• [Quoted passage]:
▼
Resolve Employee Issues
One way to reduce employee theft is to meet the needs and wants of your employees. Some of these items include a good company culture, a robust benefits program, competitive compensation, and employee recognition for great work. Understanding your employee needs can go a long way in reducing discontent employees, which is one of the reasons why employee theft occurs.
Use an Electronic Time Clock
The best way to eliminate time theft is to use software that prevents it for you. With an electronic time clock system, you can restrict your employees from changing their own time sheet and prevent them from having a colleague clock them in. Employees clock in and out electronically with their own unique login information, creating a trail that, unlike pen and paper, can only be modified with your approval.
Time clock software can:
- Restrict where employees can clock in and out
- Prevent buddy punching
- Require regular time tracking updates on projects
- Restrict employee’s ability to modify their time sheets
- Run detailed reports on employee productivity, attendance, tardiness, and labor costs
Check out our list of the best time tracking software. If you need platforms with zero cost, then head over to our best free time tracking solutions.
Employee Theft Warning Signs
There are common warning signs at both the employee and organization levels that fraud is occurring at your organization. It is important to note that these warning signs do not mean that an employee is committing theft for certain, as there are other reasons that could explain the situation. However, these warning signs should encourage you to investigate further.
Why Employee Theft Occurs
Employees commit theft for a variety of different reasons. Some of the main reasons are mentioned below.
- Employee Workforce Issues: Many times, employees feel like their employer has treated them poorly and would like to “get even.” This can be broken down to failed relationships between their co-workers or managers, or with the organization in general. Some examples of these issues include being in constant disagreements with the teammates in a department, feeling that a manager is showing favoritism to certain employees, and/or workplace harassment.
▲
• [Supplied entries]:
▼
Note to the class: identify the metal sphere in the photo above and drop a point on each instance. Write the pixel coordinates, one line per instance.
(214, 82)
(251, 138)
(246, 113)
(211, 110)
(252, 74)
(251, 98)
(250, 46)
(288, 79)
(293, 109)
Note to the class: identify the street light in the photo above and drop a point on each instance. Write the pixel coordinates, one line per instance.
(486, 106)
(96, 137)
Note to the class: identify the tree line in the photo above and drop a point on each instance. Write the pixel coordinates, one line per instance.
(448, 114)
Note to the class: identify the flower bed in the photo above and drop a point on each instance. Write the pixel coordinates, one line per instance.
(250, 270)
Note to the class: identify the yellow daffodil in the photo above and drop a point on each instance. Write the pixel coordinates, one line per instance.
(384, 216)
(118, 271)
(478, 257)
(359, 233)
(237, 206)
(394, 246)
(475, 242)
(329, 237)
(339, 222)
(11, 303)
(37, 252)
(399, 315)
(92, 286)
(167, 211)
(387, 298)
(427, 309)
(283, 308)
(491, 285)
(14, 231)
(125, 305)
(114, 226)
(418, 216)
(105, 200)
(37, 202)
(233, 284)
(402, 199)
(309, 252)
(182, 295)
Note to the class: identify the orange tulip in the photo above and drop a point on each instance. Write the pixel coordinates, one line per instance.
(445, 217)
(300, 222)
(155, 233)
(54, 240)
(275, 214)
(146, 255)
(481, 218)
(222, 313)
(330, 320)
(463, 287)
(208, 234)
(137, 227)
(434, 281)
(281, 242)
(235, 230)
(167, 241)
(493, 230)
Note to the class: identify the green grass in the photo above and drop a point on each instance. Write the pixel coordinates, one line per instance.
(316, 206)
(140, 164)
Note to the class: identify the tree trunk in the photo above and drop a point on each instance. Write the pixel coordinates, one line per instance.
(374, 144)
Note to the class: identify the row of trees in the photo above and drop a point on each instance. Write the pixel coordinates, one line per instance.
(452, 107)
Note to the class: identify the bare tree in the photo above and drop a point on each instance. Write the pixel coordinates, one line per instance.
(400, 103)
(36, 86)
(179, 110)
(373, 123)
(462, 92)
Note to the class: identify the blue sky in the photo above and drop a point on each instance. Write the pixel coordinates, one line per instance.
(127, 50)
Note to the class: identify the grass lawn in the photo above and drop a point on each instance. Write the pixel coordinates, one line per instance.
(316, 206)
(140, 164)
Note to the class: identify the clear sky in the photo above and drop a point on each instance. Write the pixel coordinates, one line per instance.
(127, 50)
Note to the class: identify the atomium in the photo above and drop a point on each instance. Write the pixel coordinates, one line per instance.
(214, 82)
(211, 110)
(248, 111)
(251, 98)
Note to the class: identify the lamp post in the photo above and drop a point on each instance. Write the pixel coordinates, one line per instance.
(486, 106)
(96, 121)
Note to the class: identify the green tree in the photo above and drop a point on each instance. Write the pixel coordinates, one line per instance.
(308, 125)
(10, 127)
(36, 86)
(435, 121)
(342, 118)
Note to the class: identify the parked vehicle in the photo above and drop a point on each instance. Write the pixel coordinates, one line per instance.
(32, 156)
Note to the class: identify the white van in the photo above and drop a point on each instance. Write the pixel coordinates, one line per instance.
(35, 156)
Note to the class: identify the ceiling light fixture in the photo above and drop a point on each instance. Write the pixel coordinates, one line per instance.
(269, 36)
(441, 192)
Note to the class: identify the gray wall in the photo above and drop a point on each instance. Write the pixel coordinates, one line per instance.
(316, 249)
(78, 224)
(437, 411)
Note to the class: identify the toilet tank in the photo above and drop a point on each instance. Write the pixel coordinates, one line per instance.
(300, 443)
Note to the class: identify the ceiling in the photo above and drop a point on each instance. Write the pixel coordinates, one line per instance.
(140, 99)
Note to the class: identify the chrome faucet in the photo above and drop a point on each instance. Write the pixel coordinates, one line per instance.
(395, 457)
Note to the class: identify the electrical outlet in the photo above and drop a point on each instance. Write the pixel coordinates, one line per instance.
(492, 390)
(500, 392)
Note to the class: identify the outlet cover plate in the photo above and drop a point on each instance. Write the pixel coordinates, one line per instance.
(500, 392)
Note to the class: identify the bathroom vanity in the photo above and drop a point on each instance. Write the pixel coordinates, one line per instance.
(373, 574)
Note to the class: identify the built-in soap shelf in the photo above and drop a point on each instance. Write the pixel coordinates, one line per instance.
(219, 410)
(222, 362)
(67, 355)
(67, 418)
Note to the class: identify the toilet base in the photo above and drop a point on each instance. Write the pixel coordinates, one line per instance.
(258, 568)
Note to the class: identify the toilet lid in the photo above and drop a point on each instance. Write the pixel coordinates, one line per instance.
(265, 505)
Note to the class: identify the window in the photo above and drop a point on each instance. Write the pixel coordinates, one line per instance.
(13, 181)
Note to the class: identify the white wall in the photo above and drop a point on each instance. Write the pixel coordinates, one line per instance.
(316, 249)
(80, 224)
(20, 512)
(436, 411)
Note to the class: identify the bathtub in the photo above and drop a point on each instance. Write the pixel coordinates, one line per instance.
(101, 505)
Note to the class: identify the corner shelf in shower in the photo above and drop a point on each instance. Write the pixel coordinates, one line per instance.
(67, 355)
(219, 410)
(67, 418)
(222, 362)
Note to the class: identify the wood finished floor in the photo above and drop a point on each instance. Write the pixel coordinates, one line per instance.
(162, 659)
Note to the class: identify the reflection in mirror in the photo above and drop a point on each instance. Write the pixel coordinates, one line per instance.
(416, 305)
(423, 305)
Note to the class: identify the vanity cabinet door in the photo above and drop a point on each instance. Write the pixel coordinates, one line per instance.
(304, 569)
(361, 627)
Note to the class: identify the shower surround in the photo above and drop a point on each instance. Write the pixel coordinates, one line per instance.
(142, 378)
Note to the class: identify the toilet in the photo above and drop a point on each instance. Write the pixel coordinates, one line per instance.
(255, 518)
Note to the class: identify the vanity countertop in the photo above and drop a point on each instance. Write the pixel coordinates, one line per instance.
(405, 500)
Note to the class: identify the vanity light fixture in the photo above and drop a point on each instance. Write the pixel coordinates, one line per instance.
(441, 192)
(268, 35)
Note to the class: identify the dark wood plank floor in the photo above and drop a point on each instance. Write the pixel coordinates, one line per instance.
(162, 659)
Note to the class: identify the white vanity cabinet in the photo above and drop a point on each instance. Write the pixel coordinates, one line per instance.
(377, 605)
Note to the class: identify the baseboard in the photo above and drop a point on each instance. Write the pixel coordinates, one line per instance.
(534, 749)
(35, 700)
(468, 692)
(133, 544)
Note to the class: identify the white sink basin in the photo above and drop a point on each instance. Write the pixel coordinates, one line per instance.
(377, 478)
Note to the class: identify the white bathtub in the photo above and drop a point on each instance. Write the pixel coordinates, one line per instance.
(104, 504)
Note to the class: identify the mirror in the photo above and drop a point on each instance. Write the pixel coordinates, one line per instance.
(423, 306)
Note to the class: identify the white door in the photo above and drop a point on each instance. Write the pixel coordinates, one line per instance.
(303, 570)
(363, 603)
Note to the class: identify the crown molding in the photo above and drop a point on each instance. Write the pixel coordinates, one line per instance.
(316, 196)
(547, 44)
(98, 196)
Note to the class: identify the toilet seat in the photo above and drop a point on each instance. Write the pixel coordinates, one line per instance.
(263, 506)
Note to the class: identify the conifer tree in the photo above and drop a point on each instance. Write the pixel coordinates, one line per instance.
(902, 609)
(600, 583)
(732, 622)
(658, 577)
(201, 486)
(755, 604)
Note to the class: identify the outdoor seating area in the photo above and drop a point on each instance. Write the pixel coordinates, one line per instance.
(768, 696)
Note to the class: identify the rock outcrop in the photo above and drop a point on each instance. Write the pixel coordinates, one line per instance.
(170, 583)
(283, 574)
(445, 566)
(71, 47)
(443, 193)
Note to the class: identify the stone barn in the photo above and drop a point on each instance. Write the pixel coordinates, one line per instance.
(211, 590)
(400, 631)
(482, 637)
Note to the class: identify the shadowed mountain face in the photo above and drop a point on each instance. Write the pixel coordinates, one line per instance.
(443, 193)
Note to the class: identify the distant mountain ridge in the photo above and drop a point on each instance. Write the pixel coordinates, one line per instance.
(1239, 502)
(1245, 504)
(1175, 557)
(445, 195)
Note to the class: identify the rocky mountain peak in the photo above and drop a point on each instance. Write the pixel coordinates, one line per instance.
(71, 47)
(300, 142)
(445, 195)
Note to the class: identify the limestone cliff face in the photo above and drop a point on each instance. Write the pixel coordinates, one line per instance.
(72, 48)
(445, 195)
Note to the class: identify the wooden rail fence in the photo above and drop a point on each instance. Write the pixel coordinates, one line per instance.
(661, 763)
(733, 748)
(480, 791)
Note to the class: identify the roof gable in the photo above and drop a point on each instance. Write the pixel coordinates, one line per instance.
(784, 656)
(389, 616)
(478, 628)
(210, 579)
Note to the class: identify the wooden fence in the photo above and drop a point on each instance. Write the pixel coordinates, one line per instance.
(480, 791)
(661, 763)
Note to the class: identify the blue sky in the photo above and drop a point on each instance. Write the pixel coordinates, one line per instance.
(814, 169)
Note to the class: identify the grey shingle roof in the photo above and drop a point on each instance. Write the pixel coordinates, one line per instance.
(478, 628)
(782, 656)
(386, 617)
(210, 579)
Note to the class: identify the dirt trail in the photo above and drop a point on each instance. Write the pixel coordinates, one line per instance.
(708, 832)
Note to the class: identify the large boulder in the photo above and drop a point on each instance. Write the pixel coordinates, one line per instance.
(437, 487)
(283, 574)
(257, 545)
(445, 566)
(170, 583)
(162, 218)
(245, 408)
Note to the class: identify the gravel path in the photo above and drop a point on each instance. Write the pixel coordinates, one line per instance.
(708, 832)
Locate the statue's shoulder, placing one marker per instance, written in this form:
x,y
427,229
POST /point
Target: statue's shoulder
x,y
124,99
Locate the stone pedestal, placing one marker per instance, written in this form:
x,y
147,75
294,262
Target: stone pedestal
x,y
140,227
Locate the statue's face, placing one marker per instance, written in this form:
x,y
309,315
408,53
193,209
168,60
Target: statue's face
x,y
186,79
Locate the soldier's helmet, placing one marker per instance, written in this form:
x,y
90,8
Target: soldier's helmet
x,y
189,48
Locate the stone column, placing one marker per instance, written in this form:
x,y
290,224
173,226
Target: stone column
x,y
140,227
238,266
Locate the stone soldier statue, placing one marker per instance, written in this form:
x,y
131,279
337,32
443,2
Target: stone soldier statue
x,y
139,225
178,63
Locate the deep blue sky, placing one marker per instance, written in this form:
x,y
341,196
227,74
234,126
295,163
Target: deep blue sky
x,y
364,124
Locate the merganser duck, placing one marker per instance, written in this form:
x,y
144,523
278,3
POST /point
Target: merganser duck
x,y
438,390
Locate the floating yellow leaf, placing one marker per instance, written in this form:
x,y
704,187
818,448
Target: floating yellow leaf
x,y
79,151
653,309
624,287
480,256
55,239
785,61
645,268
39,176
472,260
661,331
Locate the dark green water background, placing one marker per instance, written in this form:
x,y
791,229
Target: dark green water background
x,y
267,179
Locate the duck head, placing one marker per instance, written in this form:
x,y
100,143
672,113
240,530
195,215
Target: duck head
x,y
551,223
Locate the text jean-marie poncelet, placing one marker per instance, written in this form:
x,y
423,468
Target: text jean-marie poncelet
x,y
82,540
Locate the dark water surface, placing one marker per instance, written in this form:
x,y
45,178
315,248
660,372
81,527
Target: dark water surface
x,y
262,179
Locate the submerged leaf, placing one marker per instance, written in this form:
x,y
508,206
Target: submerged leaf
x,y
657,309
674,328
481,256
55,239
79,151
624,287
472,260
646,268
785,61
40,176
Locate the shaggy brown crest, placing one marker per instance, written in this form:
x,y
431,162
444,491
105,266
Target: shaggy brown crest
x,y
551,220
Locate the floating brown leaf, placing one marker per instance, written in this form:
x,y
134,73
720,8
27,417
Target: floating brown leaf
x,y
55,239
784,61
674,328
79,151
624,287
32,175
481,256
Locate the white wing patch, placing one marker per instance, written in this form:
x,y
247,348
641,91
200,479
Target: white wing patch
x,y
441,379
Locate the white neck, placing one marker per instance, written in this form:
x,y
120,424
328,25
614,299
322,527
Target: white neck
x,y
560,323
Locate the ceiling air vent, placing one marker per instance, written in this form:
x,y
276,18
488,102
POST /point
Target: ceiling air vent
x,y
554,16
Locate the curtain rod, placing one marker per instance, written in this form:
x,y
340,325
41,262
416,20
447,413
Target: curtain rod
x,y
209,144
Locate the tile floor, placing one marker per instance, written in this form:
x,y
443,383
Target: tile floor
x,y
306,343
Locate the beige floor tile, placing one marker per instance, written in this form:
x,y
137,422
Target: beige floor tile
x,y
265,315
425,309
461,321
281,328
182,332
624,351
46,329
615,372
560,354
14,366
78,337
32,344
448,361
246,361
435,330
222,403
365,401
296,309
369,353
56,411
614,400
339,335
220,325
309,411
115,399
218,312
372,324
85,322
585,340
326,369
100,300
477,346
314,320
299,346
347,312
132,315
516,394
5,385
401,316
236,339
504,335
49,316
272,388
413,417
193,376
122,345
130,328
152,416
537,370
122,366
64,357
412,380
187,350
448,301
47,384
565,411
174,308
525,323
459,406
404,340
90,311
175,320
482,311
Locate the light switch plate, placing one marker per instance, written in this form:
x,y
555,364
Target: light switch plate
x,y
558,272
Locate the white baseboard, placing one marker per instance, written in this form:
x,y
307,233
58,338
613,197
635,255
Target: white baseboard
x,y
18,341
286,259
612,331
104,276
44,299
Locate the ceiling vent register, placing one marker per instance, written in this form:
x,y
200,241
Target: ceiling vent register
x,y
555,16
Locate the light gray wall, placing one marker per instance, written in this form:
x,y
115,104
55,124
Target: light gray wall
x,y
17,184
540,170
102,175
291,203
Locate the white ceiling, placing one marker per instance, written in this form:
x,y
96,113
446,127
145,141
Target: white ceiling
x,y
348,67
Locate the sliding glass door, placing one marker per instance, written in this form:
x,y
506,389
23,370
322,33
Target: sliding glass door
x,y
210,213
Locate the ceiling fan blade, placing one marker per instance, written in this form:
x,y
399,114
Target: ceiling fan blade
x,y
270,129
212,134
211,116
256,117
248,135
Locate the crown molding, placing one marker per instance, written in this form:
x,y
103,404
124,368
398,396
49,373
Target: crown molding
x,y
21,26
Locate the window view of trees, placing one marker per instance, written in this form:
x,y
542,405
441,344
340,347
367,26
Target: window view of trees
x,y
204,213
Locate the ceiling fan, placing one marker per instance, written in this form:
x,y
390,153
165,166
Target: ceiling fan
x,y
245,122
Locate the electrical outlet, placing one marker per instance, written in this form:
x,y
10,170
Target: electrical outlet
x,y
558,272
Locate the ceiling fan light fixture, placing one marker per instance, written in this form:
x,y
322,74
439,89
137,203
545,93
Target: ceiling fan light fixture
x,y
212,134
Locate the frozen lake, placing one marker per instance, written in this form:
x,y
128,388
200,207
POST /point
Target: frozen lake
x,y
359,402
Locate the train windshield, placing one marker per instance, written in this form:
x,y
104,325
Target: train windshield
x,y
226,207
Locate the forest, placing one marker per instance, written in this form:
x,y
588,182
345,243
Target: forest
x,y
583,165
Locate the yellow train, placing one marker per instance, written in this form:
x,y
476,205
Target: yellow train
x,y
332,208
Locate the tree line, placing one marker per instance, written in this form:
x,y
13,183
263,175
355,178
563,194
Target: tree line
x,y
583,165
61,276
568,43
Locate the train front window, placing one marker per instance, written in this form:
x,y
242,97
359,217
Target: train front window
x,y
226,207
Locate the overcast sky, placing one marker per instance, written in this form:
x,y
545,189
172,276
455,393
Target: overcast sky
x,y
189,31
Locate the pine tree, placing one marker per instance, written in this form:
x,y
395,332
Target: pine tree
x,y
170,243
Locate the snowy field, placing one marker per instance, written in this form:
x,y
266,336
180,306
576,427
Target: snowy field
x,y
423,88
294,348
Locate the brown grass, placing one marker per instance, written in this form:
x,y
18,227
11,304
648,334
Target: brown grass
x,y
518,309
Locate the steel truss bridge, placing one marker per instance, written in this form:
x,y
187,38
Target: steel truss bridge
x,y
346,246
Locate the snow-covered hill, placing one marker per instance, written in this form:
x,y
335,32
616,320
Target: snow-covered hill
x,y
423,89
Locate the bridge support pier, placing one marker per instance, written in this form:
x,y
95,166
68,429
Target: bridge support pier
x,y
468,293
▲
• [Problem requirements]: According to the employee theft text, what do employees use to clock in and out with an electronic time clock system? Rely only on the employee theft text for what comes next.

• [Answer box]: Their own unique login information.